## [PROBLEM]
Can you format all the rows below as a JSON list of strings, one string per line, omitting any blank lines?

BEGIN GIVEN RECORDS

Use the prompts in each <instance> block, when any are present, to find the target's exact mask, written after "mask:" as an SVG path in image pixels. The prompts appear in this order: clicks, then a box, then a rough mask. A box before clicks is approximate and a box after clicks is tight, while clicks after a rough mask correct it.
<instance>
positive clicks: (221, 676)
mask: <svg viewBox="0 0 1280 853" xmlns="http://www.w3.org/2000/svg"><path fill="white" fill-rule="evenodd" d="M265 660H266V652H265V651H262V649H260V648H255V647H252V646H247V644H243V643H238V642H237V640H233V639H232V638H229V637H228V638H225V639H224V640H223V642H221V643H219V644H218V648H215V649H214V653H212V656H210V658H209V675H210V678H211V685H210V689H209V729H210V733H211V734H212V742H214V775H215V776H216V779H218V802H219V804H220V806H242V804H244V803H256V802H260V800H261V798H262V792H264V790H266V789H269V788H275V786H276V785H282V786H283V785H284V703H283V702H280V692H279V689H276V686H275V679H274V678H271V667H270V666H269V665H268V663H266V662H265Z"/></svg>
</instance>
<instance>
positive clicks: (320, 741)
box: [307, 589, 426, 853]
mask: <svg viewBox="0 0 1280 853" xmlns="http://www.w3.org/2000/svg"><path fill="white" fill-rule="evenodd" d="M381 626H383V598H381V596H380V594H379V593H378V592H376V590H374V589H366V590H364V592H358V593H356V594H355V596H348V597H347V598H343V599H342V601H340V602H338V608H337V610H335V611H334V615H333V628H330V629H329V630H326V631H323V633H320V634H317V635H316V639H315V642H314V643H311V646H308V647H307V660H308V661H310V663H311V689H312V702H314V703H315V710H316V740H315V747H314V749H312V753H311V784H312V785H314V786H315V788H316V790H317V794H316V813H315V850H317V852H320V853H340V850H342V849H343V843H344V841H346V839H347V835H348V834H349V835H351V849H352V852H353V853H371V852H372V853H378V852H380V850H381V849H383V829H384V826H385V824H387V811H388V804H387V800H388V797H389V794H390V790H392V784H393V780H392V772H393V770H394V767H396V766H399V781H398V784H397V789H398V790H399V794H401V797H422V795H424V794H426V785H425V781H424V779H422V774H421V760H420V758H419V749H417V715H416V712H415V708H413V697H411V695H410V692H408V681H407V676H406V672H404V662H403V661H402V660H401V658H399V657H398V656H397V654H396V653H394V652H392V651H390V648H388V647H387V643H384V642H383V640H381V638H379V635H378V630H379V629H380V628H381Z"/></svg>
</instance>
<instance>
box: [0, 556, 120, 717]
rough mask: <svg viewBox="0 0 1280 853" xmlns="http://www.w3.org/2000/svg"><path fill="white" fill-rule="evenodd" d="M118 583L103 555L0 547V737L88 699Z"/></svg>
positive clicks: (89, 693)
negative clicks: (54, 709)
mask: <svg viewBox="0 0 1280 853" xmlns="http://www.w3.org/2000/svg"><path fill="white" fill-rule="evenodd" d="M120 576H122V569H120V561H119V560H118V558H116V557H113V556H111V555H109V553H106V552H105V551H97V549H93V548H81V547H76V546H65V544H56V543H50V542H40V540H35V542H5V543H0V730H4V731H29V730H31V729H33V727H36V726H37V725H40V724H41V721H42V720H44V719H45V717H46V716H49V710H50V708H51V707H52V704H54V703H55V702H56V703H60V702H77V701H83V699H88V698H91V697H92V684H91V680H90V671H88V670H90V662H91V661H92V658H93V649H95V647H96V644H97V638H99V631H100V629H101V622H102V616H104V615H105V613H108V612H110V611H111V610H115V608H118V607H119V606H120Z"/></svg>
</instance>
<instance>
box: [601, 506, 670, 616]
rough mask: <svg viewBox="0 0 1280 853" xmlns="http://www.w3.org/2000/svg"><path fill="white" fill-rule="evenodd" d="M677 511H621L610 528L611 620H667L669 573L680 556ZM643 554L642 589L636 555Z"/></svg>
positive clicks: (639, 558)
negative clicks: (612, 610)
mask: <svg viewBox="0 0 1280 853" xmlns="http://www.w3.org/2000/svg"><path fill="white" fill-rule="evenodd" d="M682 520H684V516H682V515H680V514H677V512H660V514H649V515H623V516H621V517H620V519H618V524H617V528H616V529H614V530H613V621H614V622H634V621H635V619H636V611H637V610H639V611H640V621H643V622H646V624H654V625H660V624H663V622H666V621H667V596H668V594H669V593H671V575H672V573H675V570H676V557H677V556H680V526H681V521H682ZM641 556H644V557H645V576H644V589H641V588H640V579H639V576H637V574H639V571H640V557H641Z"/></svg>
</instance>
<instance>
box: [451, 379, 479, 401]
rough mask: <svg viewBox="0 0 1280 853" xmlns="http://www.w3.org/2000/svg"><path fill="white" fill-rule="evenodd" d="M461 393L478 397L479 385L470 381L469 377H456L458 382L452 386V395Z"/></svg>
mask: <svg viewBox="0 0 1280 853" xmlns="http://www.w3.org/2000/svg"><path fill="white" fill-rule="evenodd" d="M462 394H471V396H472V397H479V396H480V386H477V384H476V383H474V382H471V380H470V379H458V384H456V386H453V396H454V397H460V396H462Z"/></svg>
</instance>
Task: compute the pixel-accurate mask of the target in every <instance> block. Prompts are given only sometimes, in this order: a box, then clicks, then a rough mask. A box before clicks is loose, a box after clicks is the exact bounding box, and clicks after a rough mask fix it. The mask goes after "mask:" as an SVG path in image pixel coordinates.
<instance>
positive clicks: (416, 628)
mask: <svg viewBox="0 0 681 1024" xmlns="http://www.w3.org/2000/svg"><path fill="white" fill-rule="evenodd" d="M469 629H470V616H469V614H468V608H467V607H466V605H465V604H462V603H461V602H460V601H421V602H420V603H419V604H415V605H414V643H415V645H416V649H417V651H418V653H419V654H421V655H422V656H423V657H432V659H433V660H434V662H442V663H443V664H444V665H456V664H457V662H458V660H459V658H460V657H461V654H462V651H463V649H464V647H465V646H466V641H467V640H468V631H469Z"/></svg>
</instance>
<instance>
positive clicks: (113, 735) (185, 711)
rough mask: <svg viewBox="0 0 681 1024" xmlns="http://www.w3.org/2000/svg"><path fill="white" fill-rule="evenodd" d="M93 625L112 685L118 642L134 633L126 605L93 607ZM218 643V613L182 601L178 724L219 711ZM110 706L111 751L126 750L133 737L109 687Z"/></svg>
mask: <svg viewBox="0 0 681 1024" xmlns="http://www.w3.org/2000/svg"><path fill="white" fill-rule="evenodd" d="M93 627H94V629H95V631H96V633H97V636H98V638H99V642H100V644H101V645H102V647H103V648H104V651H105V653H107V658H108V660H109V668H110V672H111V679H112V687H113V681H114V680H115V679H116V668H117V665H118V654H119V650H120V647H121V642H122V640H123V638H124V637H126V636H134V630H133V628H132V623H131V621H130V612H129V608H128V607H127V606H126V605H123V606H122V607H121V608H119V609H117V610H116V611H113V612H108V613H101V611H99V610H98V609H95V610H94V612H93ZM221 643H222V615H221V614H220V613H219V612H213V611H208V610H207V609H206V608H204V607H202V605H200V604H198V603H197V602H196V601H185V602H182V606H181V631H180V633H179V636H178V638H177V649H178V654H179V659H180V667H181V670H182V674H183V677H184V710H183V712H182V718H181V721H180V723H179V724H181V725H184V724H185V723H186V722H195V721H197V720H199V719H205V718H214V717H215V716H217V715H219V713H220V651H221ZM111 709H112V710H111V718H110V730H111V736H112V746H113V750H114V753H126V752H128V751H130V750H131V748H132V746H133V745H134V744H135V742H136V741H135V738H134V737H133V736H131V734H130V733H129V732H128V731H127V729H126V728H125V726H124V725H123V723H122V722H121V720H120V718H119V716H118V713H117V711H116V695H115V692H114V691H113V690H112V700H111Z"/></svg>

END GIVEN RECORDS

## [WRITTEN RESPONSE]
[
  "Use the prompts in each <instance> block, when any are present, to find the target's exact mask, written after \"mask:\" as an SVG path in image pixels. The prompts appear in this order: clicks, then a box, then a rough mask. A box before clicks is approximate and a box after clicks is tight, while clicks after a rough mask correct it.",
  "<instance>",
  "positive clicks: (221, 676)",
  "mask: <svg viewBox=\"0 0 1280 853\" xmlns=\"http://www.w3.org/2000/svg\"><path fill=\"white\" fill-rule=\"evenodd\" d=\"M265 660H266V652H265V651H262V649H260V648H255V647H252V646H247V644H243V643H238V642H237V640H233V639H232V638H229V637H228V638H225V639H224V640H223V642H221V643H219V644H218V648H215V649H214V653H212V656H210V658H209V675H210V678H211V685H210V689H209V729H210V733H211V734H212V742H214V775H215V776H216V779H218V802H219V804H220V806H242V804H244V803H256V802H260V800H261V798H262V792H264V790H266V789H269V788H275V786H276V785H282V786H283V785H284V703H283V702H280V692H279V689H276V686H275V679H274V678H271V667H270V666H269V665H268V663H266V662H265Z\"/></svg>",
  "</instance>",
  "<instance>",
  "positive clicks: (320, 741)",
  "box: [307, 589, 426, 853]",
  "mask: <svg viewBox=\"0 0 1280 853\" xmlns=\"http://www.w3.org/2000/svg\"><path fill=\"white\" fill-rule=\"evenodd\" d=\"M381 626H383V598H381V596H380V594H379V593H378V592H376V590H374V589H366V590H364V592H358V593H356V594H355V596H348V597H347V598H343V599H342V601H340V602H338V608H337V610H335V611H334V615H333V628H330V629H329V630H326V631H323V633H320V634H317V635H316V639H315V642H314V643H311V646H308V647H307V660H308V661H310V663H311V689H312V702H314V703H315V710H316V740H315V747H314V749H312V753H311V784H312V785H314V786H315V788H316V790H317V794H316V813H315V850H317V852H320V853H340V850H342V849H343V843H344V841H346V839H347V835H348V834H349V835H351V849H352V852H353V853H371V852H372V853H378V852H380V850H381V849H383V829H384V826H385V824H387V811H388V804H387V800H388V797H389V794H390V790H392V784H393V780H392V772H393V770H394V767H396V766H399V781H398V784H397V789H398V790H399V794H401V797H422V795H424V794H426V785H425V781H424V779H422V774H421V760H420V758H419V749H417V715H416V712H415V708H413V697H411V695H410V692H408V681H407V676H406V672H404V662H403V661H402V660H401V658H399V657H398V656H397V654H396V653H394V652H392V651H390V648H388V647H387V643H384V642H383V640H381V638H379V635H378V630H379V629H380V628H381Z\"/></svg>",
  "</instance>",
  "<instance>",
  "box: [0, 556, 120, 717]",
  "rough mask: <svg viewBox=\"0 0 1280 853\" xmlns=\"http://www.w3.org/2000/svg\"><path fill=\"white\" fill-rule=\"evenodd\" d=\"M118 583L103 555L0 547V737L88 699Z\"/></svg>",
  "positive clicks: (89, 693)",
  "negative clicks: (54, 709)",
  "mask: <svg viewBox=\"0 0 1280 853\" xmlns=\"http://www.w3.org/2000/svg\"><path fill=\"white\" fill-rule=\"evenodd\" d=\"M120 576H122V569H120V561H119V560H118V558H116V557H113V556H111V555H109V553H106V552H105V551H97V549H93V548H81V547H76V546H65V544H56V543H50V542H40V540H35V542H5V543H0V730H4V731H29V730H31V729H33V727H36V726H37V725H40V724H41V721H42V720H44V719H45V717H46V716H49V710H50V708H51V707H52V704H54V703H55V702H56V703H60V702H77V701H83V699H88V698H91V697H92V684H91V680H90V671H88V670H90V662H91V661H92V658H93V649H95V647H96V644H97V638H99V631H100V629H101V622H102V616H104V615H105V613H108V612H110V611H111V610H115V608H118V607H119V606H120Z\"/></svg>",
  "</instance>",
  "<instance>",
  "box: [601, 506, 670, 616]",
  "rough mask: <svg viewBox=\"0 0 1280 853\" xmlns=\"http://www.w3.org/2000/svg\"><path fill=\"white\" fill-rule=\"evenodd\" d=\"M677 511H621L610 528L611 620H667L669 573L680 556ZM643 554L642 589L636 555Z\"/></svg>",
  "positive clicks: (639, 558)",
  "negative clicks: (612, 610)",
  "mask: <svg viewBox=\"0 0 1280 853\" xmlns=\"http://www.w3.org/2000/svg\"><path fill=\"white\" fill-rule=\"evenodd\" d=\"M682 520H684V516H682V515H680V514H677V512H660V514H649V515H623V516H621V517H620V519H618V524H617V528H616V529H614V530H613V621H614V622H634V621H635V619H636V611H637V610H639V611H640V621H643V622H646V624H654V625H660V624H663V622H666V621H667V596H668V594H669V593H671V575H672V573H675V570H676V557H677V556H680V526H681V521H682ZM641 556H644V557H645V576H644V589H641V588H640V579H639V576H637V574H639V571H640V557H641Z\"/></svg>",
  "</instance>",
  "<instance>",
  "box: [451, 379, 479, 401]",
  "rough mask: <svg viewBox=\"0 0 1280 853\" xmlns=\"http://www.w3.org/2000/svg\"><path fill=\"white\" fill-rule=\"evenodd\" d=\"M461 393L478 397L479 385L470 381L469 377H456L458 382L452 386V395Z\"/></svg>",
  "mask: <svg viewBox=\"0 0 1280 853\" xmlns=\"http://www.w3.org/2000/svg\"><path fill=\"white\" fill-rule=\"evenodd\" d=\"M462 394H471V396H472V397H479V396H480V386H477V384H476V383H474V382H471V380H470V379H458V384H456V386H453V396H454V397H460V396H462Z\"/></svg>",
  "</instance>",
  "Task: compute the pixel-accurate mask of the target in every <instance> block. Prompts are given only sometimes, in this order: a box, then clicks, then a rough mask. A box before clicks is loose, a box after clicks is the exact bounding box, and clicks after a rough mask fix it. The mask goes after \"mask:\" as an SVG path in image pixel coordinates.",
  "<instance>",
  "positive clicks: (416, 628)",
  "mask: <svg viewBox=\"0 0 681 1024\" xmlns=\"http://www.w3.org/2000/svg\"><path fill=\"white\" fill-rule=\"evenodd\" d=\"M469 629H470V616H469V614H468V608H467V607H466V605H465V604H462V603H461V602H460V601H421V602H420V603H419V604H415V605H414V643H415V645H416V649H417V651H418V653H419V654H421V655H422V656H423V657H432V659H433V660H434V662H442V663H443V664H444V665H456V664H457V662H458V660H459V658H460V657H461V654H462V651H463V649H464V647H465V646H466V641H467V640H468V631H469Z\"/></svg>",
  "</instance>",
  "<instance>",
  "positive clicks: (113, 735) (185, 711)",
  "rough mask: <svg viewBox=\"0 0 681 1024\" xmlns=\"http://www.w3.org/2000/svg\"><path fill=\"white\" fill-rule=\"evenodd\" d=\"M93 625L112 685L118 642L134 633L126 605L93 607ZM218 643V613L182 601L178 724L219 711ZM110 706L111 751L126 750L133 737L109 687Z\"/></svg>",
  "mask: <svg viewBox=\"0 0 681 1024\" xmlns=\"http://www.w3.org/2000/svg\"><path fill=\"white\" fill-rule=\"evenodd\" d=\"M93 627H94V629H95V631H96V633H97V636H98V638H99V642H100V644H101V645H102V647H103V648H104V651H105V653H107V658H108V660H109V668H110V672H111V679H112V687H113V681H114V680H115V679H116V668H117V665H118V654H119V650H120V647H121V642H122V640H123V638H124V637H126V636H134V630H133V628H132V623H131V621H130V612H129V608H128V607H127V606H126V605H123V606H122V607H121V608H119V609H117V610H116V611H113V612H108V613H101V611H99V610H98V609H95V610H94V612H93ZM221 643H222V615H221V614H220V613H219V612H213V611H208V610H207V609H206V608H204V607H202V605H200V604H198V603H197V602H196V601H185V602H182V606H181V631H180V633H179V636H178V638H177V649H178V654H179V659H180V667H181V670H182V674H183V677H184V710H183V712H182V718H181V721H180V723H179V724H181V725H184V724H185V723H186V722H195V721H197V720H199V719H205V718H214V717H215V716H217V715H219V713H220V651H221ZM111 709H112V710H111V718H110V730H111V736H112V746H113V750H114V753H126V752H128V751H130V750H131V748H132V746H133V745H134V744H135V742H136V741H135V738H134V737H133V736H131V734H130V733H129V732H128V731H127V729H126V728H125V726H124V725H123V723H122V722H121V720H120V718H119V716H118V713H117V711H116V695H115V692H114V691H113V690H112V700H111Z\"/></svg>"
]